==== Entries shown

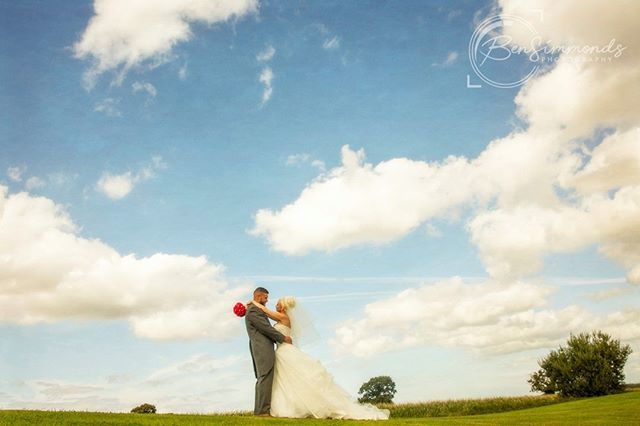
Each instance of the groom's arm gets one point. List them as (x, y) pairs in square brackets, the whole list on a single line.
[(262, 324)]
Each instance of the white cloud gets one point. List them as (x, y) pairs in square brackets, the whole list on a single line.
[(488, 317), (124, 34), (119, 186), (144, 87), (15, 173), (182, 72), (34, 182), (536, 191), (109, 107), (266, 77), (200, 383), (304, 158), (297, 159), (332, 43), (49, 272), (267, 54), (116, 186)]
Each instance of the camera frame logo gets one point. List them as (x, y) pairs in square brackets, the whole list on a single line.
[(488, 43)]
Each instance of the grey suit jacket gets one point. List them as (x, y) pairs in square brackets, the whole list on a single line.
[(262, 336)]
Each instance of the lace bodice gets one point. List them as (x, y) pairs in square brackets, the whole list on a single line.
[(283, 329)]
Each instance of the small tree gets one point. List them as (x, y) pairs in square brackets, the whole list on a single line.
[(377, 390), (144, 409), (592, 364)]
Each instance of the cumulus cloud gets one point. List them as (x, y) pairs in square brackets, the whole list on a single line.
[(119, 186), (267, 54), (266, 77), (144, 87), (554, 186), (34, 182), (332, 43), (109, 107), (49, 272), (488, 318), (200, 383), (304, 158), (125, 34), (15, 173)]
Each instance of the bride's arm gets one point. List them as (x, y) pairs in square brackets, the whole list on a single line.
[(274, 315)]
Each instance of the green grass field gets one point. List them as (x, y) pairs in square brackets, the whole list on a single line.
[(620, 409)]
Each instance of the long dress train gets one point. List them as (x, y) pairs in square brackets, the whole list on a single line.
[(302, 387)]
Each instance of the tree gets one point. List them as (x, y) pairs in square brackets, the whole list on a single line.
[(145, 409), (591, 364), (378, 390)]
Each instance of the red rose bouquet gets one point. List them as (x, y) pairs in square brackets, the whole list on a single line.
[(239, 309)]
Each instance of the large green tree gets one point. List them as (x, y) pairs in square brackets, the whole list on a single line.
[(591, 364), (377, 390)]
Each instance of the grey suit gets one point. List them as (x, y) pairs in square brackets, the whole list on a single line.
[(262, 336)]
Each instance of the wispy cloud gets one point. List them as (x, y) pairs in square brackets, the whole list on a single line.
[(63, 275), (304, 158), (115, 39), (200, 383), (117, 186), (149, 88), (332, 43), (267, 54), (266, 77), (15, 173), (109, 107), (34, 182), (451, 58)]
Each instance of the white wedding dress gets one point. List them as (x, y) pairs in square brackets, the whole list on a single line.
[(302, 387)]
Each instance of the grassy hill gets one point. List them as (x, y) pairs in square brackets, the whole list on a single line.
[(620, 409)]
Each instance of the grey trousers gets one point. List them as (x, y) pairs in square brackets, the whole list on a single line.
[(263, 393)]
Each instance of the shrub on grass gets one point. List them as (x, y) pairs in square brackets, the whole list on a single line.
[(144, 409), (378, 390), (592, 364)]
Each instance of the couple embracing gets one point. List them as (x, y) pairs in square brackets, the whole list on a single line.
[(289, 382)]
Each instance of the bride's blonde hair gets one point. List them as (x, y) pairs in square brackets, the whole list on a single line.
[(287, 302)]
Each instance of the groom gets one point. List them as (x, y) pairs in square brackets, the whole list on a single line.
[(262, 336)]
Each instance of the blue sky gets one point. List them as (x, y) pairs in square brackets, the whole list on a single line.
[(178, 151)]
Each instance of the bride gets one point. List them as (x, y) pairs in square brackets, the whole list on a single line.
[(302, 387)]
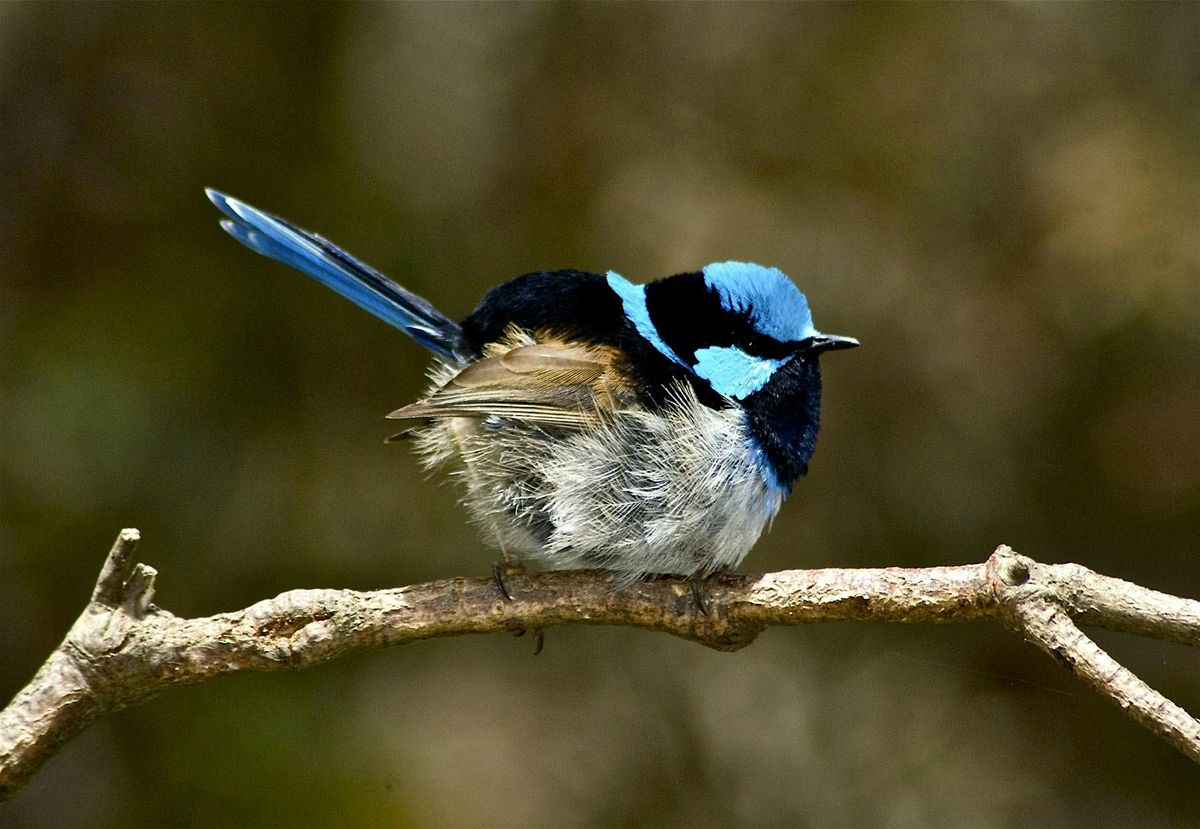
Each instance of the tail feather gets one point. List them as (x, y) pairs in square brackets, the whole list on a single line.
[(360, 283)]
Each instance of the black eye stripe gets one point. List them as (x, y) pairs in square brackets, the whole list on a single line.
[(690, 317)]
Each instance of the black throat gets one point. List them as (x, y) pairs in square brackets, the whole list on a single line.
[(785, 415)]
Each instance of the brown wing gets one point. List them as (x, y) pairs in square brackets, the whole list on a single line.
[(550, 384)]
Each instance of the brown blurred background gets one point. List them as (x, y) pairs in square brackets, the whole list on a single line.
[(1001, 200)]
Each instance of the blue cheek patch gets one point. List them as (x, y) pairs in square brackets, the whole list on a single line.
[(633, 299), (735, 373)]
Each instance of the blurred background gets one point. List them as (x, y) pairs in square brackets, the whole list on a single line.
[(1001, 200)]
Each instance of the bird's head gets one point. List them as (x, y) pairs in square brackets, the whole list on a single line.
[(747, 332)]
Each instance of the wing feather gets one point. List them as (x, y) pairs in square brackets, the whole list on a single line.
[(546, 384)]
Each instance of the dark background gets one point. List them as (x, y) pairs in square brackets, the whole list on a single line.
[(1001, 200)]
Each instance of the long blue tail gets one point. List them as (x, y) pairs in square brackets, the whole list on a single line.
[(360, 283)]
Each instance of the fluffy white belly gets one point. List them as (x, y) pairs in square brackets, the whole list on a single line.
[(681, 491)]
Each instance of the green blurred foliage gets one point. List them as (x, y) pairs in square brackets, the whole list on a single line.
[(1001, 200)]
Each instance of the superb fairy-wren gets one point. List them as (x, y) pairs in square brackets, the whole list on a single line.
[(640, 428)]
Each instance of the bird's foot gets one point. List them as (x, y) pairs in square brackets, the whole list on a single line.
[(700, 586), (509, 566)]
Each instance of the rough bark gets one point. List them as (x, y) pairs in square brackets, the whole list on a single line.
[(124, 649)]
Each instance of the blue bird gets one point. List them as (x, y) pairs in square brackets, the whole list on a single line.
[(595, 422)]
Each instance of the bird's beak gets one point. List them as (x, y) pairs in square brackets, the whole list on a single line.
[(829, 342)]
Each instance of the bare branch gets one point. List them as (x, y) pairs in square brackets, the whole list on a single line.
[(124, 649)]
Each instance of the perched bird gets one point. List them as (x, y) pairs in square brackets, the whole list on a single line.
[(639, 428)]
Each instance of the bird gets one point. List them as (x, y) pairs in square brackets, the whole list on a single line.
[(595, 422)]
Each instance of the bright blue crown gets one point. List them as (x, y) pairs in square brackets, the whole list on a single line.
[(773, 301)]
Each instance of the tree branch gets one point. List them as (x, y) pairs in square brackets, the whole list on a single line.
[(123, 649)]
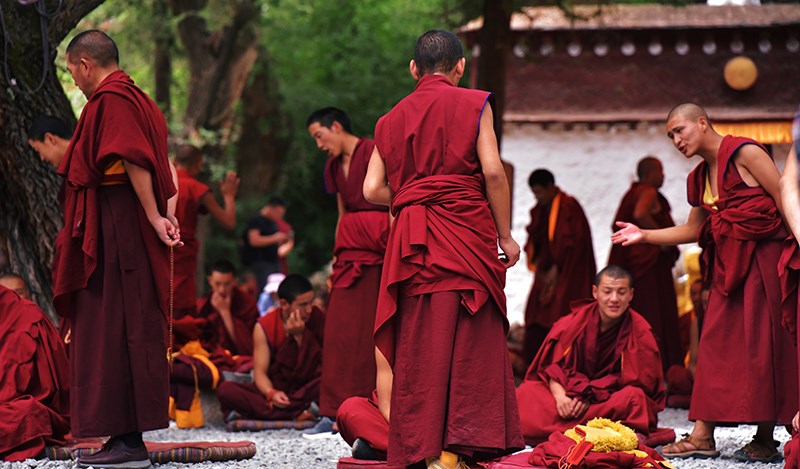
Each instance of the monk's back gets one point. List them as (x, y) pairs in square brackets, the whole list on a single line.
[(432, 132)]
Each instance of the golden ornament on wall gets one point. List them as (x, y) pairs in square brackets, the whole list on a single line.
[(740, 73)]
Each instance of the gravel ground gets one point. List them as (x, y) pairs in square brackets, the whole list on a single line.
[(288, 449)]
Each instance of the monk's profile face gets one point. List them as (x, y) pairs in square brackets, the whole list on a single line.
[(222, 283), (303, 303), (48, 149), (330, 140), (687, 134), (613, 296), (81, 75), (16, 284)]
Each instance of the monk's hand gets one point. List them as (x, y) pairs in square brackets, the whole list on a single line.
[(280, 400), (167, 231), (230, 185), (510, 248), (580, 408), (295, 325), (627, 235), (565, 406)]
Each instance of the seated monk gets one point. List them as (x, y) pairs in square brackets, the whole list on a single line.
[(34, 382), (216, 340), (601, 360), (287, 359), (364, 423)]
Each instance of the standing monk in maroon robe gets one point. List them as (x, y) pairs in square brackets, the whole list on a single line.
[(111, 269), (441, 320), (650, 265), (746, 367), (361, 233), (195, 198), (560, 252), (600, 361), (287, 358), (34, 385)]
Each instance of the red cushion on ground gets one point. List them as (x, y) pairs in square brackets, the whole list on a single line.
[(353, 463)]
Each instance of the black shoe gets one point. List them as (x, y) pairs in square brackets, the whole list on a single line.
[(116, 454), (362, 450)]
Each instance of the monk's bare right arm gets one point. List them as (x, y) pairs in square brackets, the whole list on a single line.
[(376, 187), (497, 191), (674, 235), (142, 182), (790, 193), (261, 360)]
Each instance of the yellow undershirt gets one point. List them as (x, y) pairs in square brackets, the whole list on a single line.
[(708, 197)]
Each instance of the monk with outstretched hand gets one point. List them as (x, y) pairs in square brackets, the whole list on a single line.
[(736, 219)]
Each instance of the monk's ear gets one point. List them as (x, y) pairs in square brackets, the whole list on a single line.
[(460, 67), (412, 67)]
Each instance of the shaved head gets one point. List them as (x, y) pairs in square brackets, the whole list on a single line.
[(647, 165), (94, 45), (437, 51), (689, 111)]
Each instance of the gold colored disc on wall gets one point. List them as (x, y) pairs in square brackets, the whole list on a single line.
[(740, 73)]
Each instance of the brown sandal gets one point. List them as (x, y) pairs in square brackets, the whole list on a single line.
[(759, 451), (691, 447)]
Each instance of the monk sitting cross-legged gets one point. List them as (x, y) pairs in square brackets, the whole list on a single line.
[(34, 394), (216, 340), (287, 358), (601, 360)]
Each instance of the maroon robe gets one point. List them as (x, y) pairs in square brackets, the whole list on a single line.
[(618, 373), (110, 270), (190, 204), (746, 366), (651, 267), (229, 352), (572, 253), (34, 385), (441, 309), (349, 363), (360, 417), (294, 369)]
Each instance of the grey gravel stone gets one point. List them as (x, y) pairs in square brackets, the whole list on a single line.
[(288, 449)]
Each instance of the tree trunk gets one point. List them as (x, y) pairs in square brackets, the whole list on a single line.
[(495, 43), (31, 216), (263, 137), (219, 63), (162, 56)]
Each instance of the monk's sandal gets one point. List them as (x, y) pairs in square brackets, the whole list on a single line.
[(759, 451), (691, 447)]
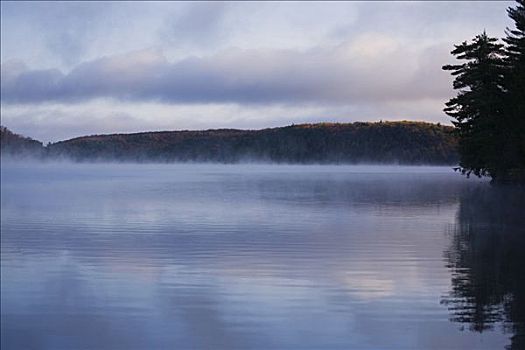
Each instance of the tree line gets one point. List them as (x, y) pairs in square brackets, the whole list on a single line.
[(323, 143)]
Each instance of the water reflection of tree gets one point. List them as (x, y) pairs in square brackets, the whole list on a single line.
[(487, 258)]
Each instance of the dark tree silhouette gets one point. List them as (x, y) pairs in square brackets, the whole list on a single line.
[(478, 107), (489, 110)]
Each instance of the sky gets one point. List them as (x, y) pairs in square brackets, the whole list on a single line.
[(79, 68)]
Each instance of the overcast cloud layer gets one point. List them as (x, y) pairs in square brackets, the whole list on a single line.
[(74, 68)]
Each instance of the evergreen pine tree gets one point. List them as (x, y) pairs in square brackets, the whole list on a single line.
[(478, 107)]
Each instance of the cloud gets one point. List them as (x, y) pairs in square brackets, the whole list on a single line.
[(199, 23), (372, 67)]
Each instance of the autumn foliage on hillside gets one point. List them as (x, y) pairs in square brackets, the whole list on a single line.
[(383, 142)]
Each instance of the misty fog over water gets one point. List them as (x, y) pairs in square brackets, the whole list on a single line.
[(128, 256)]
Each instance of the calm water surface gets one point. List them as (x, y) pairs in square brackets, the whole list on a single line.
[(225, 256)]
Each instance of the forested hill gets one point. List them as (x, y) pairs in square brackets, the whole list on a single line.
[(12, 144), (383, 142)]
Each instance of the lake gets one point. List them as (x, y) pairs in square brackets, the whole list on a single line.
[(158, 256)]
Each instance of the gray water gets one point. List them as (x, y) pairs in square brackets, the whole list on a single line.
[(99, 256)]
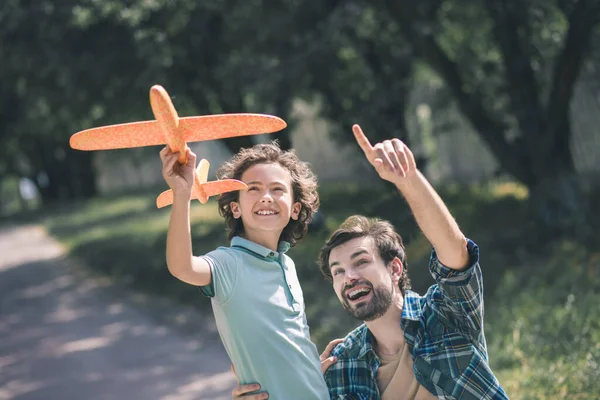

========

Task details
Reproduce exactly, with nothing added, the lines from the line with "Each instance of the water" through the end of the entries above; pictures are to be left out.

Task result
Each instance of the water reflection of tree gets one point. List them as (x, y) pairs in square brackets, the whole list on a single line.
[(487, 258)]
Each instance of the dark tree silhouette gets one point. List them as (x, y) pairs in square brackets, the whole list on a single line.
[(478, 107), (489, 110)]
Each instance of the sky gets one point. List them as (x, y) pairs in square brackets, the whole list on a single line.
[(79, 68)]
Each instance of the overcast cloud layer gets one point. List them as (x, y) pairs in square brackets, the whole list on a single line.
[(74, 68)]
Each instance of the evergreen pine tree gets one point. List them as (x, y) pairs in square brackets, the whole list on a single line.
[(478, 107)]
Each instance of the cloud gets one point. List them as (x, y) pairs in square brackets, the whole list on a single line.
[(199, 23), (372, 67)]
Each instance of the autumn foliage on hillside gets one point. List them as (x, y) pairs in square brackets, the whole list on a single line.
[(383, 142)]
Each instance of the misty fog over water gets one point. List them as (x, y) pairs in square brackets, the whole list on a single line.
[(128, 256)]
Each instance of the calm water surface gets one point. List them as (x, y) pairs in square brackets, the whole list on a single line.
[(225, 256)]
Each instance of the forested hill gets one point. List them as (x, y) pairs in square brackets, the whole list on a single line.
[(12, 144), (383, 142)]
Each instance of the lake gets one point. List them as (x, y) pairs in square brackets, the whole list on a single line.
[(158, 256)]
Each instance of the gray water gets one point. List them as (x, y) pairs in square brackets, the whole list on a single line.
[(99, 256)]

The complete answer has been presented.